Recorded data
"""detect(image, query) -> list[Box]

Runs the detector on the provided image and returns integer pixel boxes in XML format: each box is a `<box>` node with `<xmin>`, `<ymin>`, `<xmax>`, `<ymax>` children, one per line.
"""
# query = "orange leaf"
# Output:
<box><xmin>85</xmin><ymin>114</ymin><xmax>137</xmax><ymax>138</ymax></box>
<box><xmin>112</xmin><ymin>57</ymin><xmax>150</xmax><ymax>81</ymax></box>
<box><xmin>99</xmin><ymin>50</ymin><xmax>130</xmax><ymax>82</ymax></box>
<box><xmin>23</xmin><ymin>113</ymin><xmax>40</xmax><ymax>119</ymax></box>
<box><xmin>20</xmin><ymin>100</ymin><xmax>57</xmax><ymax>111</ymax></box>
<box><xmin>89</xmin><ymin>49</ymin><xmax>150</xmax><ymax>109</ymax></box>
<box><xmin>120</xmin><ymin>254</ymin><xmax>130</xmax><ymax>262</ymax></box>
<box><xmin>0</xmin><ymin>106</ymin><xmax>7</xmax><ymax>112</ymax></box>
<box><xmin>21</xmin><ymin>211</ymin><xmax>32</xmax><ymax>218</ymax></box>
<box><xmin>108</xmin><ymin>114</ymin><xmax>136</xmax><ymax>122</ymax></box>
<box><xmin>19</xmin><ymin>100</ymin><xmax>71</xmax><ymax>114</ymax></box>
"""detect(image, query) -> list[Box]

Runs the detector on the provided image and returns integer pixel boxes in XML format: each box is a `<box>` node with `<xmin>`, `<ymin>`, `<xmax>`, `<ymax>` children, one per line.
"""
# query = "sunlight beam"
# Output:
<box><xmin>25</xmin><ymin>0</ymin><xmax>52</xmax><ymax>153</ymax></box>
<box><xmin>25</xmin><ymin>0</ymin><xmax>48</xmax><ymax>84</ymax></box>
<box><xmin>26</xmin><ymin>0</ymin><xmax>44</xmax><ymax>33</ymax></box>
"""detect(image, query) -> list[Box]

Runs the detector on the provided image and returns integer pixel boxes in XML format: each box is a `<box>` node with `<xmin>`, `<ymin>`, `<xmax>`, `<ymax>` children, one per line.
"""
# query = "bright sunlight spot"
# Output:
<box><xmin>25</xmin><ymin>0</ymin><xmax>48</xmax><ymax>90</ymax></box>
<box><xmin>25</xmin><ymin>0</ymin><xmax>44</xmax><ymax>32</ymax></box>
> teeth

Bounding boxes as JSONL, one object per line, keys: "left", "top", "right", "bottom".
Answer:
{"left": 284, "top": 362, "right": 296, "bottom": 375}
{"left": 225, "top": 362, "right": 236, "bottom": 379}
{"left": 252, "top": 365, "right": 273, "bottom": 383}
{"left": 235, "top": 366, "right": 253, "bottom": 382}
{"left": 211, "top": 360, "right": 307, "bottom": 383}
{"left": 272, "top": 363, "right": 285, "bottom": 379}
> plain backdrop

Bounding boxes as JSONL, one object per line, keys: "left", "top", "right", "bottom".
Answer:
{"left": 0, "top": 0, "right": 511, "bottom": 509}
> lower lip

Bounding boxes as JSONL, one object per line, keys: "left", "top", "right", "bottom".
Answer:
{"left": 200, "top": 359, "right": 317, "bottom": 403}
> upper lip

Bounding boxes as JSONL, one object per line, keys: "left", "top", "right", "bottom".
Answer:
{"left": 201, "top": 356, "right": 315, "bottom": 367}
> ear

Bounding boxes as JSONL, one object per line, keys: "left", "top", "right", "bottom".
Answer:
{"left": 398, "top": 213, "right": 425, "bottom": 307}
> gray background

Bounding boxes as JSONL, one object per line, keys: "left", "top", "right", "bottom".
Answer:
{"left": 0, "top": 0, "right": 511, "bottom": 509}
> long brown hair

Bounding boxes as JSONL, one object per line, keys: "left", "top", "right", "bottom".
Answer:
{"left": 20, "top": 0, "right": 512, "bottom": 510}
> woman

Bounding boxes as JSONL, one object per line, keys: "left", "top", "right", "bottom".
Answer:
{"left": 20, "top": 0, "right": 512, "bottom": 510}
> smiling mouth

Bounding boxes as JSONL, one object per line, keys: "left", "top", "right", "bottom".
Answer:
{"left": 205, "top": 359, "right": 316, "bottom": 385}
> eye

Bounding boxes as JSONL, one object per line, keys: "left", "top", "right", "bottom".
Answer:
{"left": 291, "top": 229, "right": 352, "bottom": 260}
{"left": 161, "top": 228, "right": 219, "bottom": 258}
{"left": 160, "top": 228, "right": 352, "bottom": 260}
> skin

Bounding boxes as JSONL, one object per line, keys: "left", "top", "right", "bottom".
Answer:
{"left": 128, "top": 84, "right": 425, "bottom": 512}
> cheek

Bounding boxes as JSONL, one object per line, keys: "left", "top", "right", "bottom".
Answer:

* [What to do]: Exactly as written above, please repeat the entries.

* [Solution]:
"""detect(image, query) -> list[Box]

Runs the detector on the provided image and returns integer pixel boxes in XML format: each box is a `<box>` node with `<xmin>`, `<ymin>`, `<xmax>`, `<ymax>` children, one per line.
"""
# query = "orange leaf"
# Output:
<box><xmin>85</xmin><ymin>114</ymin><xmax>137</xmax><ymax>138</ymax></box>
<box><xmin>112</xmin><ymin>57</ymin><xmax>150</xmax><ymax>81</ymax></box>
<box><xmin>99</xmin><ymin>50</ymin><xmax>130</xmax><ymax>82</ymax></box>
<box><xmin>23</xmin><ymin>113</ymin><xmax>40</xmax><ymax>119</ymax></box>
<box><xmin>20</xmin><ymin>100</ymin><xmax>57</xmax><ymax>111</ymax></box>
<box><xmin>89</xmin><ymin>49</ymin><xmax>150</xmax><ymax>109</ymax></box>
<box><xmin>120</xmin><ymin>254</ymin><xmax>130</xmax><ymax>262</ymax></box>
<box><xmin>0</xmin><ymin>106</ymin><xmax>7</xmax><ymax>112</ymax></box>
<box><xmin>21</xmin><ymin>211</ymin><xmax>32</xmax><ymax>218</ymax></box>
<box><xmin>108</xmin><ymin>114</ymin><xmax>136</xmax><ymax>122</ymax></box>
<box><xmin>19</xmin><ymin>100</ymin><xmax>71</xmax><ymax>114</ymax></box>
"""detect(image, query) -> list[Box]

Runs the detector on the provided image and returns integer pixel boxes in XML format: each box is a `<box>` node with `<xmin>`, `<ymin>`, `<xmax>`, `<ymax>` children, one per line.
"""
# query = "sunlight beam"
# Output:
<box><xmin>25</xmin><ymin>0</ymin><xmax>52</xmax><ymax>153</ymax></box>
<box><xmin>25</xmin><ymin>0</ymin><xmax>48</xmax><ymax>84</ymax></box>
<box><xmin>26</xmin><ymin>0</ymin><xmax>44</xmax><ymax>33</ymax></box>
"""detect(image, query) -> list[Box]

Runs the detector on the provided image and returns integer pixel boxes in XML format: each box is a `<box>` node with `<xmin>`, `<ymin>`, `<xmax>`, `<ymax>` children, one per line.
"""
# query = "bright sunlight spot"
# Output:
<box><xmin>25</xmin><ymin>0</ymin><xmax>48</xmax><ymax>90</ymax></box>
<box><xmin>25</xmin><ymin>0</ymin><xmax>44</xmax><ymax>32</ymax></box>
> teeth

Bounding boxes as JSONL, one object per line, keys: "left", "top", "right", "bottom".
Answer:
{"left": 284, "top": 362, "right": 296, "bottom": 375}
{"left": 225, "top": 362, "right": 236, "bottom": 379}
{"left": 252, "top": 365, "right": 273, "bottom": 383}
{"left": 235, "top": 366, "right": 253, "bottom": 382}
{"left": 211, "top": 360, "right": 307, "bottom": 383}
{"left": 272, "top": 363, "right": 285, "bottom": 379}
> plain backdrop

Bounding boxes as JSONL, one object per line, keys: "left", "top", "right", "bottom".
Answer:
{"left": 0, "top": 0, "right": 511, "bottom": 509}
> lower lip

Bounding boxes as JSONL, one object per line, keys: "left", "top", "right", "bottom".
Answer:
{"left": 200, "top": 359, "right": 317, "bottom": 403}
> upper lip

Bounding boxes as JSONL, one object per line, keys: "left", "top", "right", "bottom".
Answer:
{"left": 201, "top": 356, "right": 315, "bottom": 367}
> ear

Bounding boxes as JSONL, one object per line, keys: "left", "top", "right", "bottom".
Answer:
{"left": 398, "top": 213, "right": 425, "bottom": 307}
> gray background

Bounding boxes as JSONL, one object per line, keys: "left", "top", "right", "bottom".
Answer:
{"left": 0, "top": 0, "right": 511, "bottom": 509}
> long brown hair

Bounding boxes as JSONL, one object per line, keys: "left", "top", "right", "bottom".
Answer:
{"left": 20, "top": 0, "right": 512, "bottom": 510}
> woman

Bounding boxes as JSONL, one object per line, keys: "left", "top", "right", "bottom".
Answer:
{"left": 20, "top": 0, "right": 512, "bottom": 510}
> smiling mouth

Bounding boxes as JSONL, one object per line, keys: "left", "top", "right", "bottom".
Answer:
{"left": 205, "top": 359, "right": 316, "bottom": 385}
> eye

Bounding boxes as JSONL, one object per line, keys: "left", "top", "right", "bottom".
Answer:
{"left": 291, "top": 229, "right": 352, "bottom": 260}
{"left": 161, "top": 228, "right": 219, "bottom": 258}
{"left": 160, "top": 228, "right": 352, "bottom": 260}
> skin

Bounding boxes as JSONL, one object per line, keys: "left", "top", "right", "bottom".
Answer:
{"left": 128, "top": 84, "right": 425, "bottom": 512}
> cheek

Bounding boxes as JSONL, one object per line, keys: "left", "top", "right", "bottom".
Answer:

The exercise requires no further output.